*Prompt:* Copy out the notes on Big Data and the knowledge Commons below word for word, from the first line to the last.

I’m at the Engaging Big Data 2013 conference put on by Senseable City Lab at MIT. After the morning’s opener by Noam Chomsky (!), I’m leading one of 12 concurrent sessions. I’m supposed to talk for 15-20 mins and then lead a discussion. Here’s a summary of what I’m planning on saying:

Overall point: To look at the end state of the knowledge network/Commons we want to get to

Big Data started as an Info Age concept: magnify the storage and put it on a network. But you can see how the Net is affecting it:

First, there are a set of values that are being transformed:
– From accuracy to scale
– From control to innovation
– From ownership to collaboration
– From order to meaning

Second, the Net is transforming knowledge, which is changing the role of Big Data
– From filtered to scaled
– From settled to unsettled and under discussion
– From orderly to messy
– From done in private to done in public
– From a set of stopping points to endless lilnks

If that’s roughly the case, then we can see a larger Net effect. The old Info Age hope (naive, yes, but it still shows up at times) was that we’d be able to create models that ultimate interoperate and provide an ever-increasing and ever-more detailed integrated model of the world. But in the new Commons, we recognize that not only won’t we ever derive a single model, there is tremendous strength in the diversity of models. This Commons then is enabled if:

  • All have access to all
  • There can be social engagement to further enrich our understanding
  • The conversations default to public

So, what can we do to get there? Maybe:

  • Build platforms and services
  • Support Open Access (and, as Lewis Hyde says, “beat the bounds” of the Commons regularly)

*Data extract:*
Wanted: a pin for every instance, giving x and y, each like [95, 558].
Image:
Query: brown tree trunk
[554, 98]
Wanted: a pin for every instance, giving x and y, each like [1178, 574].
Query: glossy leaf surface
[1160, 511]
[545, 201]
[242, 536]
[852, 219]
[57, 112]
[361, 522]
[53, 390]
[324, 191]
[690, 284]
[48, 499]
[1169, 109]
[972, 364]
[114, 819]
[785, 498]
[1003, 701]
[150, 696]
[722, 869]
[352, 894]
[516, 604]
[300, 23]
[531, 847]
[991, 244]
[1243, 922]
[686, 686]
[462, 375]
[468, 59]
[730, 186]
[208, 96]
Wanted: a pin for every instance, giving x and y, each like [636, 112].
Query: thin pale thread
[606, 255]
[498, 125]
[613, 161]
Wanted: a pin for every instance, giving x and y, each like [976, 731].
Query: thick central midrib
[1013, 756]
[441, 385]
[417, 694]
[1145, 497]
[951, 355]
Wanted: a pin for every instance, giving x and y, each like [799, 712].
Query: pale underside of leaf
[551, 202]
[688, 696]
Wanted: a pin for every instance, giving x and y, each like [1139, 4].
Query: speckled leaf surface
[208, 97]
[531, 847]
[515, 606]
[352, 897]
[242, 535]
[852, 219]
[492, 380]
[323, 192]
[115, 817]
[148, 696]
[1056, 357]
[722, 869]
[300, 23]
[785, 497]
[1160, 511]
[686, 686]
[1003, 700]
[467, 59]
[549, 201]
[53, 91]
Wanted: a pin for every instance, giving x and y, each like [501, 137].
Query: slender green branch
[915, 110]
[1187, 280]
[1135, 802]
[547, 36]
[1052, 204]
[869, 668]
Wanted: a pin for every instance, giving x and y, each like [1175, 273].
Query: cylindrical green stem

*Response for this exercise:*
I’m at the Engaging Big Data 2013 conference put on by Senseable City Lab at MIT. After the morning’s opener by Noam Chomsky (!), I’m leading one of 12 concurrent sessions. I’m supposed to talk for 15-20 mins and then lead a discussion. Here’s a summary of what I’m planning on saying:

Overall point: To look at the end state of the knowledge network/Commons we want to get to

Big Data started as an Info Age concept: magnify the storage and put it on a network. But you can see how the Net is affecting it:

First, there are a set of values that are being transformed:
– From accuracy to scale
– From control to innovation
– From ownership to collaboration
– From order to meaning

Second, the Net is transforming knowledge, which is changing the role of Big Data
– From filtered to scaled
– From settled to unsettled and under discussion
– From orderly to messy
– From done in private to done in public
– From a set of stopping points to endless lilnks

If that’s roughly the case, then we can see a larger Net effect. The old Info Age hope (naive, yes, but it still shows up at times) was that we’d be able to create models that ultimate interoperate and provide an ever-increasing and ever-more detailed integrated model of the world. But in the new Commons, we recognize that not only won’t we ever derive a single model, there is tremendous strength in the diversity of models. This Commons then is enabled if:

  • All have access to all
  • There can be social engagement to further enrich our understanding
  • The conversations default to public

So, what can we do to get there? Maybe:

  • Build platforms and services
  • Support Open Access (and, as Lewis Hyde says, “beat the bounds” of the Commons regularly)